[start of DOCUMENT EXCERPT]

Ideas for enjoying the real life of Seattle (that often cost little or nothing).

Saturday, January 27, 2007

When in Rome... or Seattle: Eagle Watching on the Skagit

This post is one in an intermittent series on places and activities favored by Seattle locals when they want to “sightsee” their own backyard. In every city there are activities and landmarks promoted to tourists that locals avoid, because of the crowds, the cost, the “cheesy” factor, and/or having done it every time family visits from out of town. In Seattle, these include the Space Needle, the Underground Tour of Pioneer Square, and riding “The Duck,” among others. Ever wonder how a New Yorker sightsees in Manhattan or a Parisian in Paris? Here is a look at what Seattlites do when they want play tourist.

One of the most raw yet beautiful events of nature in Cascadia is occurring right now on the upper Skagit River, approximately 2 hours north and east of Seattle. A major salmon spawn is in full swing, attracting hundreds of bald eagles. This year, the Nature Conservancy counted over 500 balds along an 11.5 mile stretch of the river. This is a record for the Skagit and is the largest gathering of the raptors in the country.

Cascadians, in turn, flock to the area to take in the amazing sights of both the salmon run and the convention of eagles and other large birds that converge to feast. Each year thousands of visitors arrive with binoculars, cameras, boots, and raincoats to watch the spectacle of this cycle of life.

Left: Bald eagles dining on spawning salmon in the upper Skagit River. Photo from the Skagit River Bald Eagle Awareness Team, taken by Bradley Husick.

[end of DOCUMENT EXCERPT]
[start of PROVIDED RECORDS]

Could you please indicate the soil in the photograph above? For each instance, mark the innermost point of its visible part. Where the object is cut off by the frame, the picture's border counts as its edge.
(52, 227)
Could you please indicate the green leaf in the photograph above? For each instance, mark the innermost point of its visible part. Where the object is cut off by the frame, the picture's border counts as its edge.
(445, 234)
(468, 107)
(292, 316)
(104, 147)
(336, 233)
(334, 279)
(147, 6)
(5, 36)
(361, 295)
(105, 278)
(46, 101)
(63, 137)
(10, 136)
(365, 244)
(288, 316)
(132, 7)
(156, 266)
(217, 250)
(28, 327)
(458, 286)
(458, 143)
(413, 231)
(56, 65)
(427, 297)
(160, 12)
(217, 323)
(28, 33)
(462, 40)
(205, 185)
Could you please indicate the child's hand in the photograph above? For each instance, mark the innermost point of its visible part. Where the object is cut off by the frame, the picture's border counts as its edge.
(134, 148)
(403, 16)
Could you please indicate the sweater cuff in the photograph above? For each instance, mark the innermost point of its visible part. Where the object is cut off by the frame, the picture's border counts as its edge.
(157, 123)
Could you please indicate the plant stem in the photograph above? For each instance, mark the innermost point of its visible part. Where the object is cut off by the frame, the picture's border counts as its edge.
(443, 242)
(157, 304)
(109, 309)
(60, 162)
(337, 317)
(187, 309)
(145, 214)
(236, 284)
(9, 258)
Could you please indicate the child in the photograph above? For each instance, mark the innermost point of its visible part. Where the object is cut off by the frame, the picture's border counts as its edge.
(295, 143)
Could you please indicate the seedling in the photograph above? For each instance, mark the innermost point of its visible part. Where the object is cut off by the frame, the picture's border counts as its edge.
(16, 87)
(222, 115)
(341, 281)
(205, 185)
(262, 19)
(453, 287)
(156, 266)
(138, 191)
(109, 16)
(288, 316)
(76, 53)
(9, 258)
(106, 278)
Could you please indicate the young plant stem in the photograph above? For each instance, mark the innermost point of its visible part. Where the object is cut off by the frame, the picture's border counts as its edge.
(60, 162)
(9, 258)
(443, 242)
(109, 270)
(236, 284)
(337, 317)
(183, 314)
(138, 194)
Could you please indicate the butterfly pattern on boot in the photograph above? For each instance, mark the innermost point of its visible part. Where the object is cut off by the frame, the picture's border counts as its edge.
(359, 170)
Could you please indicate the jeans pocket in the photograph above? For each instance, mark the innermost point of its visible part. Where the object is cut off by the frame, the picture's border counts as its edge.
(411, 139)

[end of PROVIDED RECORDS]

STATED PROBLEM:
Pick up the blog post about eagle watching on the Skagit River and continue it from the point where it stops. The records have no connection to the text about eagle watching on the Skagit River.

TASK OUTPUT:
The upper Skagit is an intensely beautiful area with dense forest laced with moss and carpeted in ferns, salal, and other evergreen undergrowth. The small towns of Concrete, Rockport and Marblemount which line the Skagit River host the annual Upper Skagit Bald Eagle Festival” which happens next weekend, February 3rd and 4th. Events range from the “biscuits-and-gravy” breakfast feed at the local senior center to scientific presentations, guided tours, and entertainment in the form of storytelling and musical concerts. The locals put their heart and soul into the festival. They are very proud to be stewards of this part of the region and to be helping to preserve this annual rite of nature.

There are many ways to see the eagles, from guided hikes to float trips. However, you don’t have to be an outdoorsman to catch the action. Highway 20 parallels the river in many places and it is common to see folks pulled over on the shoulder of the road, taking pictures of the feasting birds from inside their cars.

Here is a link to a couple video clips of eagles feeding on salmon in the Skagit.

How to Get There:

Head north on I-5 one hour to Sedro Wooley, then east on Highway 20.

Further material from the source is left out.